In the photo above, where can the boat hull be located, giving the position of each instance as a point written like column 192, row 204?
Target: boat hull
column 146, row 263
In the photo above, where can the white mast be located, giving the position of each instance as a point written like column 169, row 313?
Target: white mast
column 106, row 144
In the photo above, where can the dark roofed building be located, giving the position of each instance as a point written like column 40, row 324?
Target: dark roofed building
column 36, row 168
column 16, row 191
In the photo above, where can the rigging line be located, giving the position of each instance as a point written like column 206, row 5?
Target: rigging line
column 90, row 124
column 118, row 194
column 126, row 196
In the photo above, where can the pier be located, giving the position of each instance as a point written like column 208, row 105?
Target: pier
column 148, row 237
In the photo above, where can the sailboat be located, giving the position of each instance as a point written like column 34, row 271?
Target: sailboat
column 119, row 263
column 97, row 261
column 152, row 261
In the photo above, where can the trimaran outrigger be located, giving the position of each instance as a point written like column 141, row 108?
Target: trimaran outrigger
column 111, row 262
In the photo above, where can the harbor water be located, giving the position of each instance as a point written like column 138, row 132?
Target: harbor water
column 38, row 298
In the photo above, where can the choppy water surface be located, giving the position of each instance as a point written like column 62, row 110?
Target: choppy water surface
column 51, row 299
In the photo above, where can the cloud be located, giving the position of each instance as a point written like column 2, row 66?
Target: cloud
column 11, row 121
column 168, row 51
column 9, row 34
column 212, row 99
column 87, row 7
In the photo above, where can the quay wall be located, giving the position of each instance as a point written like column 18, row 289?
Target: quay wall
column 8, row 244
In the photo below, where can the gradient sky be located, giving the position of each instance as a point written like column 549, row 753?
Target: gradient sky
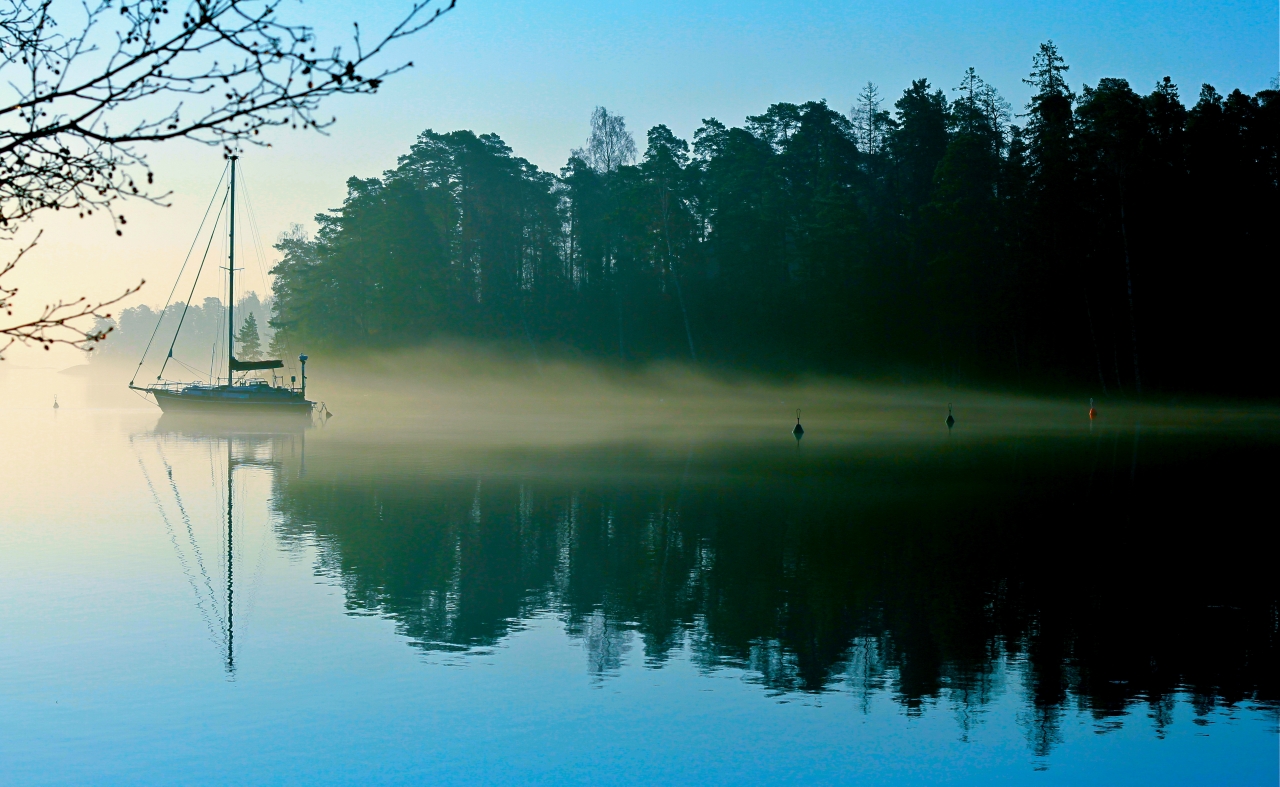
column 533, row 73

• Description of the task:
Rewrite the stretch of the listing from the line containing "In the photo above, where can the quay" through the line containing "column 8, row 244", replacing "quay wall" with "harbor wall" and leaving everything else as it is. Give only those lines.

• Expected answer:
In the photo above, where can the harbor wall be located, giving the position of each instance as a point written like column 18, row 289?
Target: harbor wall
column 8, row 244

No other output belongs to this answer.